■ ACTIVITY ■
Report each line below that carries the word "layout".

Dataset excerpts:
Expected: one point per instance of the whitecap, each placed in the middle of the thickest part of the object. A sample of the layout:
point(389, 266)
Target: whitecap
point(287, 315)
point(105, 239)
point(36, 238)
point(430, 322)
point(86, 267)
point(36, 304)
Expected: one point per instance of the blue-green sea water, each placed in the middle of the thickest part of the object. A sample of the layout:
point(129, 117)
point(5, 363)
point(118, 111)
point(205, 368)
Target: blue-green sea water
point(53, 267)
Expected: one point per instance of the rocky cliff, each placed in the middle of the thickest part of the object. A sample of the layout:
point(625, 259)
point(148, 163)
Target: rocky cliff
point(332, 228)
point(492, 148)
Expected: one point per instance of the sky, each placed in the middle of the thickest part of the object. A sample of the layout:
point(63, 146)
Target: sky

■ OUTPUT ■
Expected: one point per instance of the whitecap, each placed in the middle of the thickest part of the object. A sample of the layout:
Expected: one point per instance of the blue-green sea water, each placed in the middle of the thickest part of the object. A sample of the layout:
Expected: one point per instance of the rocky cliff, each placed in the middle of the thickest part of the object. A sample of the layout:
Expected: one point per instance of the sky, each placed in the middle of the thickest part of the object. A sample of the layout:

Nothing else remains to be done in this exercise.